▶ STATED GOAL: Identify every line in the material below that contains the string "hare", treating uppercase and lowercase letters as distinct, and copy each such line.

[Source data]

■ ■ ■ ■ ■

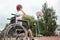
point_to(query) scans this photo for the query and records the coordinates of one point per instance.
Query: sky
(7, 7)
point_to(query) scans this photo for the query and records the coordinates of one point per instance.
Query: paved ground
(48, 38)
(41, 38)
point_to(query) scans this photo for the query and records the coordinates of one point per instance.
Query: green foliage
(48, 23)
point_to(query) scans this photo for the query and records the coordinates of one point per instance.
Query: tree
(48, 23)
(31, 21)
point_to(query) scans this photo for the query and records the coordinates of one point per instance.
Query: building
(57, 31)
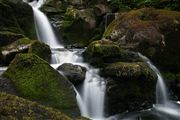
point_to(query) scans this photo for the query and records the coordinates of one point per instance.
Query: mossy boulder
(102, 52)
(13, 107)
(75, 73)
(78, 26)
(24, 45)
(126, 83)
(40, 49)
(36, 80)
(153, 32)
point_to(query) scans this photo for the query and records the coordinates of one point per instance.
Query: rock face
(16, 20)
(126, 75)
(13, 107)
(102, 52)
(24, 45)
(78, 21)
(153, 32)
(40, 49)
(36, 80)
(78, 25)
(126, 84)
(75, 73)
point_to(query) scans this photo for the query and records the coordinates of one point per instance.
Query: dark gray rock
(75, 73)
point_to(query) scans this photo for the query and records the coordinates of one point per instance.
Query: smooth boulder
(35, 79)
(75, 73)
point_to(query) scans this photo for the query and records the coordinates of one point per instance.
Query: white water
(161, 90)
(91, 97)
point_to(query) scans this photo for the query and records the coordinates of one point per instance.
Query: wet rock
(7, 86)
(153, 32)
(40, 49)
(101, 9)
(36, 80)
(78, 26)
(14, 107)
(126, 84)
(102, 52)
(75, 73)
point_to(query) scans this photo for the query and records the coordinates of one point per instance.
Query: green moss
(36, 80)
(103, 48)
(79, 26)
(40, 49)
(15, 108)
(129, 70)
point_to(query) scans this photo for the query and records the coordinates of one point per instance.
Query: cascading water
(44, 29)
(91, 97)
(161, 90)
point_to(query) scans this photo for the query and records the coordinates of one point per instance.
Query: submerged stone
(36, 80)
(75, 73)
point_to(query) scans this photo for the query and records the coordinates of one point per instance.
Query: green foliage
(127, 4)
(15, 108)
(40, 49)
(36, 80)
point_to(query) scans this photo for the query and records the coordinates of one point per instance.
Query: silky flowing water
(91, 96)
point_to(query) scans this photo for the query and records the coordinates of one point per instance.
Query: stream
(91, 95)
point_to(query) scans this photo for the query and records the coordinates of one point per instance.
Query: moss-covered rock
(40, 49)
(35, 79)
(125, 87)
(13, 107)
(25, 45)
(134, 29)
(103, 52)
(78, 26)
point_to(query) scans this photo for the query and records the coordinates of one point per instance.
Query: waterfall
(161, 90)
(91, 96)
(43, 27)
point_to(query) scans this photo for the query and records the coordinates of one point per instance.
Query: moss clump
(102, 52)
(40, 49)
(13, 107)
(129, 70)
(125, 87)
(36, 80)
(78, 26)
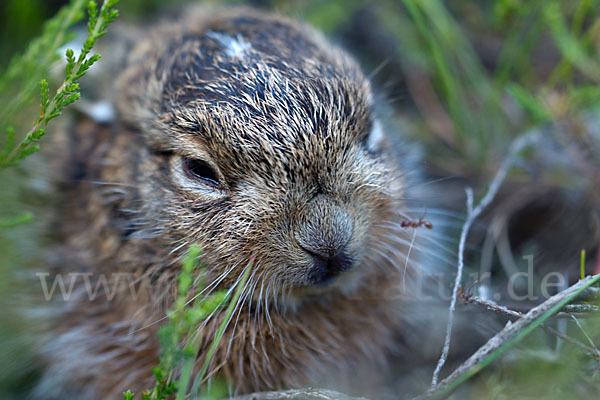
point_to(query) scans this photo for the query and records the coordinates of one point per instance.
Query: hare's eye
(200, 170)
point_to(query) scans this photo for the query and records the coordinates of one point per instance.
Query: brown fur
(284, 121)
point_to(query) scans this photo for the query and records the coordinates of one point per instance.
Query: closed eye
(200, 170)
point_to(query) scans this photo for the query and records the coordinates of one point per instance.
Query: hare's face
(267, 155)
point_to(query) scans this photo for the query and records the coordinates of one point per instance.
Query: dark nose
(325, 269)
(323, 230)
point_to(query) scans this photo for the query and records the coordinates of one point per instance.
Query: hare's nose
(323, 230)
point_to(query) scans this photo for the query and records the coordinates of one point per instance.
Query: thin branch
(511, 333)
(507, 312)
(299, 394)
(472, 213)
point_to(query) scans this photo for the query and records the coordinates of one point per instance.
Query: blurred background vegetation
(461, 79)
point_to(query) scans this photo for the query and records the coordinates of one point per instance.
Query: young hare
(250, 135)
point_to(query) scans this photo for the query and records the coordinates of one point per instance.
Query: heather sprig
(67, 92)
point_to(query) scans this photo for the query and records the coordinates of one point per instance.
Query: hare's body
(248, 134)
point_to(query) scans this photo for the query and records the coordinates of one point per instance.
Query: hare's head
(262, 144)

■ ■ ■ ■ ■

▶ RESULT OF THE TASK:
Query: hare's eye
Query: hare's face
Query: hare's nose
Query: young hare
Query: hare's body
Query: hare's head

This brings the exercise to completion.